Entri dari dataset penunjukan:
• • • • •

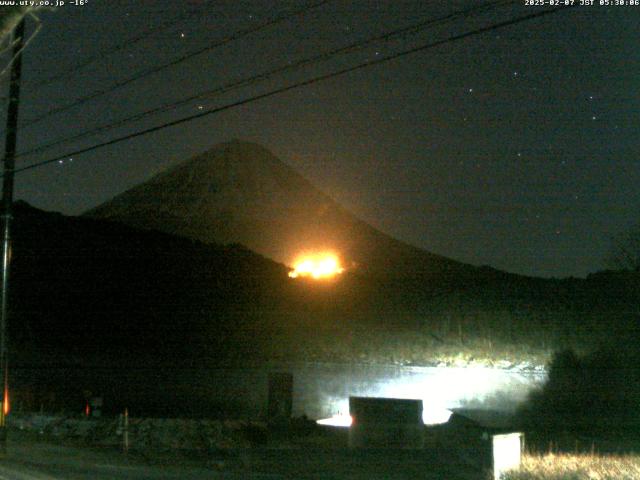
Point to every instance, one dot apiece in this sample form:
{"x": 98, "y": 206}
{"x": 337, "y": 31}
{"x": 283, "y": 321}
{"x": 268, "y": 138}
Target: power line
{"x": 116, "y": 48}
{"x": 156, "y": 69}
{"x": 295, "y": 86}
{"x": 270, "y": 73}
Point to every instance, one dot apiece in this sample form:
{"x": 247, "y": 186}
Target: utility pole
{"x": 7, "y": 201}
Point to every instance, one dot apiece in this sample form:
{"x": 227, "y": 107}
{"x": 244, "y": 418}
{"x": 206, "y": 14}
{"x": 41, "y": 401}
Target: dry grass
{"x": 557, "y": 466}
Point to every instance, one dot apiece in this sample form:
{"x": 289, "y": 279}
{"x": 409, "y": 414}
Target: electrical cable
{"x": 268, "y": 74}
{"x": 287, "y": 88}
{"x": 156, "y": 69}
{"x": 116, "y": 48}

• • • • •

TUJUAN: Sunting semua baris di atas dengan mengganti "Target" menjadi "Object" dan biarkan bagian lainnya tetap sama. Jangan sertakan gambarnya dalam jawaban.

JAWABAN TUGAS:
Point to every instance, one dot apiece in this sample form:
{"x": 98, "y": 206}
{"x": 337, "y": 31}
{"x": 283, "y": 321}
{"x": 268, "y": 138}
Object: power line
{"x": 116, "y": 48}
{"x": 156, "y": 69}
{"x": 295, "y": 86}
{"x": 270, "y": 73}
Point to every instance, one dot apiece in this sample form:
{"x": 247, "y": 186}
Object: utility pole
{"x": 7, "y": 201}
Point to every instance, one dot apiece in this sample form:
{"x": 227, "y": 107}
{"x": 244, "y": 418}
{"x": 206, "y": 14}
{"x": 41, "y": 401}
Object: dry grass
{"x": 557, "y": 466}
Point to every instance, one dot apiece in this sample form:
{"x": 289, "y": 279}
{"x": 409, "y": 414}
Object: electrical cable
{"x": 268, "y": 74}
{"x": 287, "y": 88}
{"x": 156, "y": 69}
{"x": 116, "y": 48}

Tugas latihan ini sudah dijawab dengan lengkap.